## Task to carry out
Omit every picture and return the rest of the data unaltered.

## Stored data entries
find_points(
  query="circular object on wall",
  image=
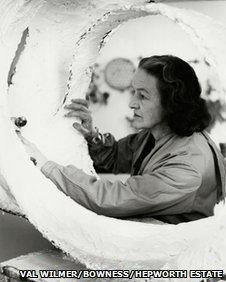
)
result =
(119, 73)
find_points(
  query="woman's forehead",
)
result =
(142, 79)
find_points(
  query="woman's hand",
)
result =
(35, 155)
(79, 109)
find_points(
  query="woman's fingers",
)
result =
(84, 131)
(77, 107)
(81, 102)
(79, 114)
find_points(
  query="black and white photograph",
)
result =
(112, 140)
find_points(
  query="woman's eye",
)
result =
(142, 96)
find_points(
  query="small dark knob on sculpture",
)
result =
(20, 121)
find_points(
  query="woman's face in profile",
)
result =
(145, 102)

## Solution to the problem
find_points(
  query="circular object on wall",
  image=
)
result =
(119, 73)
find_points(
  query="woman's forehead",
)
result =
(142, 79)
find_points(
  query="woman's hand",
)
result =
(35, 155)
(79, 109)
find_points(
  query="woman's fingers",
)
result =
(84, 131)
(77, 107)
(81, 102)
(79, 114)
find_points(
  query="black and white photograph",
)
result =
(112, 140)
find_points(
  query="woman's eye",
)
result =
(142, 96)
find_points(
  query="small dark knob on sculpture",
)
result =
(20, 121)
find_points(
  query="woman's face in profile",
)
result =
(145, 102)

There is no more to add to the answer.